● Problem requirements:
Write out the records below again, substituting "center point" for every "innermost point" and keeping everything else the same.

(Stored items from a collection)
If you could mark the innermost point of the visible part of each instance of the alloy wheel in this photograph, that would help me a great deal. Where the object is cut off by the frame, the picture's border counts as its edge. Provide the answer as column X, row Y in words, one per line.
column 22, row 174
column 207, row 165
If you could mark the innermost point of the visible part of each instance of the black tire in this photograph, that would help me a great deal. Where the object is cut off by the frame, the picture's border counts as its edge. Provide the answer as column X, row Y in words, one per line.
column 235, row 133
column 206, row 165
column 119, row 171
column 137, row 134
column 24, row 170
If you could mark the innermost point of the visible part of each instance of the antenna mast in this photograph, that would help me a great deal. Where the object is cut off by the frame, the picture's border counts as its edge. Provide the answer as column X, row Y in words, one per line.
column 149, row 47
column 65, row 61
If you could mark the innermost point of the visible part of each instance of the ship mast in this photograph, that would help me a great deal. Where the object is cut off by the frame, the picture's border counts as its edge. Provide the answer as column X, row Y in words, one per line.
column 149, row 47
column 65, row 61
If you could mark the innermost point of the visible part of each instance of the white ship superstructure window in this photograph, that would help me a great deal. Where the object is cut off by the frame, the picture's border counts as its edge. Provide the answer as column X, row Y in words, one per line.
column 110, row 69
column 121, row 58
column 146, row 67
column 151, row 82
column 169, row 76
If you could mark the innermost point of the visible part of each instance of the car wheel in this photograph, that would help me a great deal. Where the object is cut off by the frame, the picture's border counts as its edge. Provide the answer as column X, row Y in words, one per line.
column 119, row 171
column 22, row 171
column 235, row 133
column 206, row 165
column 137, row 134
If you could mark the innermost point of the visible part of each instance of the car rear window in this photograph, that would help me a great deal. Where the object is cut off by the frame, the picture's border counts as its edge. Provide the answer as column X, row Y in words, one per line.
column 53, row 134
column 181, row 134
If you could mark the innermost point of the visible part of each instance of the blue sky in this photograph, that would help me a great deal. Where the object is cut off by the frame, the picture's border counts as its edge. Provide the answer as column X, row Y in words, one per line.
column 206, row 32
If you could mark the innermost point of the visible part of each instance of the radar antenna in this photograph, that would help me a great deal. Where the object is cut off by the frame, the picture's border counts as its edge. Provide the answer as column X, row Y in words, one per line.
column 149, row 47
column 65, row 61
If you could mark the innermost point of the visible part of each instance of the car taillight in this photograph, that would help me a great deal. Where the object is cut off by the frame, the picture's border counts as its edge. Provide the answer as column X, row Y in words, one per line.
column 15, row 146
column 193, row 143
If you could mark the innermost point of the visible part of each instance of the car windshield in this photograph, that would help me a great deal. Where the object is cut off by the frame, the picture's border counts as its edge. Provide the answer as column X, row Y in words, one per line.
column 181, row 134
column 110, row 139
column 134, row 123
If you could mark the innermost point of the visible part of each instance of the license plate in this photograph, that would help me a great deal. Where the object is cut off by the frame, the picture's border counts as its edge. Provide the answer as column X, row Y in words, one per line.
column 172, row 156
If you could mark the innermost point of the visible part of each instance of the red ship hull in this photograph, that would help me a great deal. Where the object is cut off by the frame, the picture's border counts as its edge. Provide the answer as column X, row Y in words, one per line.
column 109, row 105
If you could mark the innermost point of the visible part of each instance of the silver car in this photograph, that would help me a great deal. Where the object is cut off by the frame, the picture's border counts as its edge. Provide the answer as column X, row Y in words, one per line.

● Exercise output:
If you could mark the center point of the visible part of each instance of the alloy wheel in this photograph, that would help me a great deal. Where the object is cut off by the frame, the picture's border counts as its edge. Provide the answer as column X, row Y in words, one per line.
column 22, row 174
column 207, row 165
If you could mark the center point of the visible part of each instance of the black tire in this photograph, that would help me a great deal. Where the object is cut off by the frame, the picture's border counts as its edge. Provide the answer as column X, row Y in words, one per line.
column 235, row 133
column 206, row 165
column 119, row 171
column 137, row 134
column 24, row 170
If you could mark the center point of the visible part of each instance of the antenna mast in this photograph, that would help me a great deal. Where the object is cut off by the frame, the picture's border counts as its edge. Provide the answer as column X, row Y in words, one per line.
column 149, row 47
column 65, row 61
If you could mark the center point of the visible part of each instance of the ship mast in this photograph, that would help me a great deal. Where the object is cut off by the frame, the picture's border counts as its edge. Provide the answer as column X, row Y in words, one per line.
column 149, row 47
column 65, row 61
If you could mark the center point of the visible part of each instance of the white ship superstructure window in this photograph, that would help me a great deal. Where the object is cut off by the frame, the picture's border counts as its edge. Provide the answer as column X, row Y in words, one per line.
column 110, row 69
column 121, row 58
column 146, row 67
column 151, row 82
column 169, row 76
If you could mark the center point of the visible part of each instance of the car wheel in this photograph, that would help me a great deal. Where the object is cut off by the frame, the picture's border counts as its edge. Provide the answer as column X, row Y in words, one per line.
column 119, row 171
column 22, row 171
column 235, row 133
column 206, row 165
column 137, row 134
If you could mark the center point of the visible part of each instance of the car rear window in this photograph, that would help me a great deal. Where the object is cut off by the frame, the picture's border counts as its edge. Provide the answer as column X, row Y in words, one per line.
column 53, row 134
column 181, row 134
If you could mark the center point of the visible part of each instance of the blue sky in this photograph, that would help me a great deal. Where the object is cut off by the frame, the picture's border counts as its edge. Provide the answer as column X, row Y in words, one per line.
column 206, row 32
If you could mark the center point of the visible part of each instance of the radar antenna in this photograph, that would help me a great deal. Where the object is cut off by the frame, the picture's border counts as its edge. Provide the answer as column X, row Y in words, one per line.
column 149, row 47
column 65, row 61
If you could mark the center point of the visible part of each instance of the car taillight in this photograph, that would help me a great deal. Where the object is cut off by the frame, the picture's border counts as its edge. Provide the answer as column X, row Y in words, one per line.
column 15, row 146
column 193, row 143
If you could mark the center point of the visible part of each instance of the car windshield in this photograph, that would help me a great deal. Where the object is cut off by the frame, the picture's border counts as its edge. Provide the answer as column X, row Y in words, one per line.
column 181, row 134
column 110, row 139
column 134, row 123
If you could mark the center point of the visible part of each instance of the license plate in this photograph, that would help me a great deal. Where the object is cut off by the frame, the picture's border counts as its edge. Provide the answer as column X, row Y in words, one per line.
column 172, row 156
If you could mark the center point of the visible part of each instance of the red ship hull in this photograph, that would help me a great deal. Where the object is cut off by the frame, the picture's border counts as its edge. Provide the answer as column X, row Y in words, one per line.
column 109, row 105
If you could mark the center point of the visible part of each instance of the silver car in this photograph, that would help me a great deal. Where the object is cut off by the frame, the picture's border counts as its edge. Provide the answer as column X, row Y in words, one per line.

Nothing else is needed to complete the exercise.